Carry on the article about the caecilian Ichthyophis kodaguensis from its last sentence, in the same encyclopedic style.

** Opening SOURCE DOCUMENT block **

Scientific classification
- Kingdom: Animalia
- Phylum: Chordata
- Class: Amphibia
- Order: Gymnophiona
- Clade: Apoda
- Family: Ichthyophiidae
- Genus: Ichthyophis
- Species: I. kodaguensis
- Binomial name: Ichthyophis kodaguensis Wilkinson, Gower, Govindappa, and Venkatachalaiah, 2007

= Ichthyophis kodaguensis =

- Authority: Wilkinson, Gower, Govindappa, and Venkatachalaiah, 2007
- Conservation status: DD

Species of amphibian

Ichthyophis kodaguensis, also known as the Kodagu striped Ichthyophis, is a species of caecilian in the family Ichthyophiidae. It is endemic to the southern Western Ghats, India. All confirmed records are from southern Karnataka state, although it is also reported from adjacent Kerala.

==Distribution==
In addition to its type locality, Venkidds Valley Estate south of Madikeri in the eponymous Kodagu district, Ichthyophis kodaguensis is known from another locality in the Kodagu district north of Madikeri, and from the Chickmagalur district; all these records are from southern Karnataka state. It has been implied to occur in adjacent Kerala.

** Closing SOURCE DOCUMENT block **
** Opening INFORMATION SHOWN block **

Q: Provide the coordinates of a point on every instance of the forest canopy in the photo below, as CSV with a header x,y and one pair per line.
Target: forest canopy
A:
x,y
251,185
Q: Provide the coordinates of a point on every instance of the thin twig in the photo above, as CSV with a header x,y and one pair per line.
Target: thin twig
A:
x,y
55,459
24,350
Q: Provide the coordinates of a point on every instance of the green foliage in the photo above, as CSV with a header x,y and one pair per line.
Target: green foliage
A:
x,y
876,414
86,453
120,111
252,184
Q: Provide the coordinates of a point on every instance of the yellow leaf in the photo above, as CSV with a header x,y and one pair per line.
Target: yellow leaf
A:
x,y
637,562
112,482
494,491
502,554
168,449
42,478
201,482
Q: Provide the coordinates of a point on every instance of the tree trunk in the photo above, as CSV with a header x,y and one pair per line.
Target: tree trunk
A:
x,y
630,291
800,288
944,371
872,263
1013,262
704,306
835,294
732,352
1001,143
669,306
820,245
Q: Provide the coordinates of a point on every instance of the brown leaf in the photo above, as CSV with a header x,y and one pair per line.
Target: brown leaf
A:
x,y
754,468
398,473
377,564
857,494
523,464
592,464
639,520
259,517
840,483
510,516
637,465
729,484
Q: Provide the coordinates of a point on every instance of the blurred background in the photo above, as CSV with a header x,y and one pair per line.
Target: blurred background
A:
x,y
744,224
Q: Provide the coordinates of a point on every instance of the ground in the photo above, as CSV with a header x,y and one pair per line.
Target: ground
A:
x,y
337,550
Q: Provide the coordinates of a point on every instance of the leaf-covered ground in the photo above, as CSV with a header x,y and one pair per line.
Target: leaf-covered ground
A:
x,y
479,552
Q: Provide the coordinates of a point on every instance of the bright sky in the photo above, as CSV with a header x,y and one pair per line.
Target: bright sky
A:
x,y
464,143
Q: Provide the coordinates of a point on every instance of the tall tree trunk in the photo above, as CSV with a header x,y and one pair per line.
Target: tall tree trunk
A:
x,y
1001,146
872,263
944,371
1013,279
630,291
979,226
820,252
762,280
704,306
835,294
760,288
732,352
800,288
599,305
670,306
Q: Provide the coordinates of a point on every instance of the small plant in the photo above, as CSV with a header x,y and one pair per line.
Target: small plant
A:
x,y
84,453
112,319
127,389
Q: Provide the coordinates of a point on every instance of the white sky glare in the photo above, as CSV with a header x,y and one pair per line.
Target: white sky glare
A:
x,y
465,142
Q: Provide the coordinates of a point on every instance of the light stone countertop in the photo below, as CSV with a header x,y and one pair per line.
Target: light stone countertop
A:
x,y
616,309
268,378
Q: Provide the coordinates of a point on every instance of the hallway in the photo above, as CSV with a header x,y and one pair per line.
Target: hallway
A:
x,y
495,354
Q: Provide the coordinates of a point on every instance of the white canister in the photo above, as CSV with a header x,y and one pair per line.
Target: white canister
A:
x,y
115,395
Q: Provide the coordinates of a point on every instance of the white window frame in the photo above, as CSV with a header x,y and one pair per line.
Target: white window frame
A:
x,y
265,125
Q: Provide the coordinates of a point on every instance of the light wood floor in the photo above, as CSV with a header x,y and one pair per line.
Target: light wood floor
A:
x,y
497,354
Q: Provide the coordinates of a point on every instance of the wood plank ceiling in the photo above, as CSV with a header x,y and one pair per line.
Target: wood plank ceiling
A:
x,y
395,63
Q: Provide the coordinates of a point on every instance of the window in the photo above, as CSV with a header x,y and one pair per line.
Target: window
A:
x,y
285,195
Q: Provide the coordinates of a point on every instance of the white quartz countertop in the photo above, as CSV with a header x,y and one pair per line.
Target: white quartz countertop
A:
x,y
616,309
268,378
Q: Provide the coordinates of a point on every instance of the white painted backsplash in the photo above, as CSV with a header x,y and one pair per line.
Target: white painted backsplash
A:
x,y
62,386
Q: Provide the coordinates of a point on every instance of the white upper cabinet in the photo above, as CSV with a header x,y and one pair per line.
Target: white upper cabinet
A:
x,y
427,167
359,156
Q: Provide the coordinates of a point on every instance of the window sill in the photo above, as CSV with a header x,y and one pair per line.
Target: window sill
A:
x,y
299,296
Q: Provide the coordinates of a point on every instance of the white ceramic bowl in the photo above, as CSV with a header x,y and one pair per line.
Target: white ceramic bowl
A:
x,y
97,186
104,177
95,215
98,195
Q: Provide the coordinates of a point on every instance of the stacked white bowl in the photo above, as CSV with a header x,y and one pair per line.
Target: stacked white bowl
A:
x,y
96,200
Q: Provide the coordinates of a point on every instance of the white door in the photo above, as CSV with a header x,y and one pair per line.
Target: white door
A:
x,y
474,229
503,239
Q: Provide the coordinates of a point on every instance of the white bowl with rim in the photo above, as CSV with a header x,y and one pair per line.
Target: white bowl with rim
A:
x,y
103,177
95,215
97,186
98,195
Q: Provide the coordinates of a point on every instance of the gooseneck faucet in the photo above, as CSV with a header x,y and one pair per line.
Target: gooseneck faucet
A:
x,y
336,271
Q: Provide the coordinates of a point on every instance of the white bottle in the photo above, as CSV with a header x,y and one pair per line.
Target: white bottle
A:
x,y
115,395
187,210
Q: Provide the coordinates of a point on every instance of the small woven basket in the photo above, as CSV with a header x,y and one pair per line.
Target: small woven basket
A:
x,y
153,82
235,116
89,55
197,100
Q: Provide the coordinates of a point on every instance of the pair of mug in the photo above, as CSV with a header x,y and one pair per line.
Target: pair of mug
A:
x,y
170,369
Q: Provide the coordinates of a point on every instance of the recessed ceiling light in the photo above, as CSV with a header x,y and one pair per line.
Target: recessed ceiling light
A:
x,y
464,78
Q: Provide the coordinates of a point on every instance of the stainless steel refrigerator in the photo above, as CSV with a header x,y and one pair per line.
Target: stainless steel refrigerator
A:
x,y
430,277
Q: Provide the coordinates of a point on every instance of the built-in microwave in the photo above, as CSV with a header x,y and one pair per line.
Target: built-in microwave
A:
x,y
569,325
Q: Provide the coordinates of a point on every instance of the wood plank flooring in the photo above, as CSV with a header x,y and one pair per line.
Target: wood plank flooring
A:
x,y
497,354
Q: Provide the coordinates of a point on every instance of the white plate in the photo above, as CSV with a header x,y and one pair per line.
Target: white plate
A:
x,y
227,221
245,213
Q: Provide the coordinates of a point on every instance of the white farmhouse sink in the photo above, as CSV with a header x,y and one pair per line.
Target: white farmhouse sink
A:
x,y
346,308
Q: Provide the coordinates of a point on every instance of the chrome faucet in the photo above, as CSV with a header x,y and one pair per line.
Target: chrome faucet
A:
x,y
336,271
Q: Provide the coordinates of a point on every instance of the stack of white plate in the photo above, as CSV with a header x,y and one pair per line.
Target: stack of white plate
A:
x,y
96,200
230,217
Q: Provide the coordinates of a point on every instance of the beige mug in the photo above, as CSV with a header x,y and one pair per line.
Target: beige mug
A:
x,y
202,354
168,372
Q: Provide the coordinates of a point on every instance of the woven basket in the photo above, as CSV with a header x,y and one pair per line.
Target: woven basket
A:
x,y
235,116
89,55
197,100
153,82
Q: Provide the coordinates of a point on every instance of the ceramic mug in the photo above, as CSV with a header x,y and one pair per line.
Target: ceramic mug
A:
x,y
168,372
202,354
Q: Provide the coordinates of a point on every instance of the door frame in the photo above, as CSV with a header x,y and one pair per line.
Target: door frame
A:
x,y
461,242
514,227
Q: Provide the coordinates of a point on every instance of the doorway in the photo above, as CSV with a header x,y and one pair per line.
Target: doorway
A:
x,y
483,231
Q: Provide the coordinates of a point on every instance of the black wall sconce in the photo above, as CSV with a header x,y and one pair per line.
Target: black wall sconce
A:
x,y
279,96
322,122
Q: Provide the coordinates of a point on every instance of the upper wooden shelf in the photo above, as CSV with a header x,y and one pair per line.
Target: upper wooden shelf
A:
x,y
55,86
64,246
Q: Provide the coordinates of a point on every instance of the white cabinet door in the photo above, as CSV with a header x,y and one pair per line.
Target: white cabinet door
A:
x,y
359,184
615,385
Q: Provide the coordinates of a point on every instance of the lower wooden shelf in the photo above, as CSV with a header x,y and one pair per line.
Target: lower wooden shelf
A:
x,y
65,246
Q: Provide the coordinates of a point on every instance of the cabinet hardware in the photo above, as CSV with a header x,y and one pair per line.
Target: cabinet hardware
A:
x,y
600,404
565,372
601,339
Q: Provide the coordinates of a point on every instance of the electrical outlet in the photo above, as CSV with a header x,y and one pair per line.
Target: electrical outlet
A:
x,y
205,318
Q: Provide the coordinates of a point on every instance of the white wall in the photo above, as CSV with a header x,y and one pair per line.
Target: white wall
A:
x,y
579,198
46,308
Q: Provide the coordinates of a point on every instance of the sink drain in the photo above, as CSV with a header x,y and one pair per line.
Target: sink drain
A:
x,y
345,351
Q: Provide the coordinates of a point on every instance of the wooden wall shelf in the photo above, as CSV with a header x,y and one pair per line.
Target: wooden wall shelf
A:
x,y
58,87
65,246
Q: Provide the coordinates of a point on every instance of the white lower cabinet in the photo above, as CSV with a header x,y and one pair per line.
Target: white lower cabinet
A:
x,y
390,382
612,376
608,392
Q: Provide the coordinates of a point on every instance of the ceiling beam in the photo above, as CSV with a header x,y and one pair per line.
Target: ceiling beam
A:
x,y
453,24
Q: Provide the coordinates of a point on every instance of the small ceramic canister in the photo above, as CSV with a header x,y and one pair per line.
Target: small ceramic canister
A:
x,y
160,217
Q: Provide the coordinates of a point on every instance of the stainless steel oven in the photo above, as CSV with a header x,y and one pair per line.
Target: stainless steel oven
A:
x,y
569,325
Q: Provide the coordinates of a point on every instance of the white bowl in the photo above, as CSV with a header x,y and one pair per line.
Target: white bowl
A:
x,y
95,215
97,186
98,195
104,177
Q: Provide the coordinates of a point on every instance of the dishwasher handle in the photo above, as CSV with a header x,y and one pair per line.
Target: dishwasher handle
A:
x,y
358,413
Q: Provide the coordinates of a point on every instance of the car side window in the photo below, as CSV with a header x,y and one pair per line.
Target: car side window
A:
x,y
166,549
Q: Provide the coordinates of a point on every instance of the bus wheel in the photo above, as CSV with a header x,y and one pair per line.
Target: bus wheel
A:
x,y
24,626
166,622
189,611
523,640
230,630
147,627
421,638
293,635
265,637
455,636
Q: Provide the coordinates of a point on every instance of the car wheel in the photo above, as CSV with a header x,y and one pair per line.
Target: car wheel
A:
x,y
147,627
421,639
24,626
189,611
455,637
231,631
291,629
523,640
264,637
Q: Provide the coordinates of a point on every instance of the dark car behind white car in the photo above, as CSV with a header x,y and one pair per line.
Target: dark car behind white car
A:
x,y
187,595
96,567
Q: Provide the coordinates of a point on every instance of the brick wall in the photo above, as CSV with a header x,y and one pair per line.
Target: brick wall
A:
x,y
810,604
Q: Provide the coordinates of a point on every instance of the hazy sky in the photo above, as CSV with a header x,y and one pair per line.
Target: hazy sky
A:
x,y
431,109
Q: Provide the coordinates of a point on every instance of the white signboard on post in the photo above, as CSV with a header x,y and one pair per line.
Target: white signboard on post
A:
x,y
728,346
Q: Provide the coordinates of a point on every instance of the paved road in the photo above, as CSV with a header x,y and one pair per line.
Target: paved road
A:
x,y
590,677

** Closing INFORMATION SHOWN block **

# OUTPUT FOR THIS EXERCISE:
==Description==
The type series consists of seven females that measure 158 to 272 mm in total length. Width at the midbody is 8 to 12 mm. There are 276 to 306 ventral annuli. A later discovered, unsexed specimen measured 31 cm in total length and had 343 ventral annuli. The body is subcylindrical and slightly dorso-ventrally compressed. The head is slightly wider than the body. The eyes are surrounded by narrow whitish ring and are visible through unpigmented skin as small, dark circles with lighter grey central lens; they are slightly elevated above adjacent skin. Living individuals have long and thin tentacles. The body is dorsally uniform dark chestnut brown, with a slightly lighter snout. A bright, cream-yellow lateral stripe runs all along the length of the body; it has irregular margins and is interrupted at the first collar. The ventrum, paler than the dorsum, is lilac-grey-brown, slightly darker posteriorly and immediately adjacent to the lateral stripe.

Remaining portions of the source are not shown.